Written task 1
Decide whether each statement agrees with the systemd discussion, answering yes or no and quoting the deciding words of the text: (a) Building udev without systemd is now unsupported. (b) The reply says the thread proposes removing systemd's syslog compatibility. (c) The reply names journald as the place where early boot messages go.
Written task 2
Carry on writing the systemd discussion, beginning after its final sentence.

Given passage
━━━
I'm writing this because I've been seeing the same sort of shifting promises when systemd assimilated udev. At first it was a trivial repository merge, just something to make the developers more comfortable, no impact to anyone else. Now building udev without systemd is unsupported, and some “cleanups” are made to tie udev to systemd and kmod. This doesn't benefit systemd but it hurts anyone who uses an alternative.

The same kind of breakage of alternatives is pushed on gnome via logind, and the kernel via cgroups. It would be myopic to focus on promises made in a particular thread and ignore most of systemd's history.

1 comments

No offense, but I think you're mistaken.

1) "journald was enabled in Fedora very recently"

systemd includes journald (and - as the thread that this whole discussion is about explains - journald is really a ~hard~ dependency for systemd: That's where early boot messages go, for example).

Systemd is in Fedora for quite some time already [1].

2) "Now systemd's syslog compat is seen as unnecessary overhead"

NO! Not at all! That's going to stay, that's not even mentioned anywhere in this discussion. Really, the thread even talks about improved integration between journald and for example rsyslogd (the latter moved from the simple 'receive log messages from journald' interface to the 'let me ask journald for messages and import them as good as I can' it seems). No one, certainly not in that thread, wants to remove the syslog compatibility.

The discussion is just about _not_ installing a syslog daemon by default. It's still supported, the compatibility (from systemd/journald) is there and going to stay. You just don't run a syslog daemon without installing it explicitly.
━━━
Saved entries
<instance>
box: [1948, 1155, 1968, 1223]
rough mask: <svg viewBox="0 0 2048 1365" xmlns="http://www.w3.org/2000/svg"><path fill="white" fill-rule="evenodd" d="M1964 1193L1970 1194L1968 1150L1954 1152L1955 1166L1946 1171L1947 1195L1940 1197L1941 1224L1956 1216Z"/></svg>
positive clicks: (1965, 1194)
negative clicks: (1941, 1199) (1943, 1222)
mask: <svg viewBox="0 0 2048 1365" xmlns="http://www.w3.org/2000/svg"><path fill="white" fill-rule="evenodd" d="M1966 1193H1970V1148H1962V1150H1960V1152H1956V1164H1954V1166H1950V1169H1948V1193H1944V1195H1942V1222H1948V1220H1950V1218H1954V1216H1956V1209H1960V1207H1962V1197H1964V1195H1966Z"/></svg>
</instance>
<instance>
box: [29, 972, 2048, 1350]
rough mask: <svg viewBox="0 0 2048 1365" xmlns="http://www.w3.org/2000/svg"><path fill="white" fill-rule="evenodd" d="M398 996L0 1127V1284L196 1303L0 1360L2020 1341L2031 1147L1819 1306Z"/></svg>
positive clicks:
━━━
Task response 1
(a) Yes: "Now building udev without systemd is unsupported"
(b) No: "No one, certainly not in that thread, wants to remove the syslog compatibility."
(c) Yes: "That's where early boot messages go, for example"

Task response 2
3) The trend, what you perceive about the slippery slope of things

This is hard to argue about. There are no hard facts to prove/reject. You don't seem to like a number of recent changes in the linux ecosystem. That's - okay. Natural. But I still think that you should take a step back and reconsider your opinion on the developers' goals: Are they really trying to 'attack' stuff or are they offering something they genuinely consider superior? Are they single-handedly changing the stuff around you, or are boards/committees convinced that these ideas are worth pursuing?

1: https://fedoraproject.org/wiki/Systemd#What_is_the_status_of...

> 1)

Conceded.

> 2) "Now systemd's syslog compat is seen as unnecessary overhead"

I can't believe rsyslog compat won't suffer, well-meaning reassurances from a third-party can't trump the documented attitudes of core developers who aren't bound by them.

> 3) The trend, what you perceive about the slippery slope of things

I've illustrated a lot, I could easily find more.

I do in fact believe Lennart et al are developing and promoting a system (distinct from the Linux ecosystem) that they consider genuinely superior. It's what being an open-source developer is all about. It doesn't mean they aren't engaging in some ends-justifies-the-means politicking on the way to world domination. I'm fed up with the latter, and with having the bad forced with the good.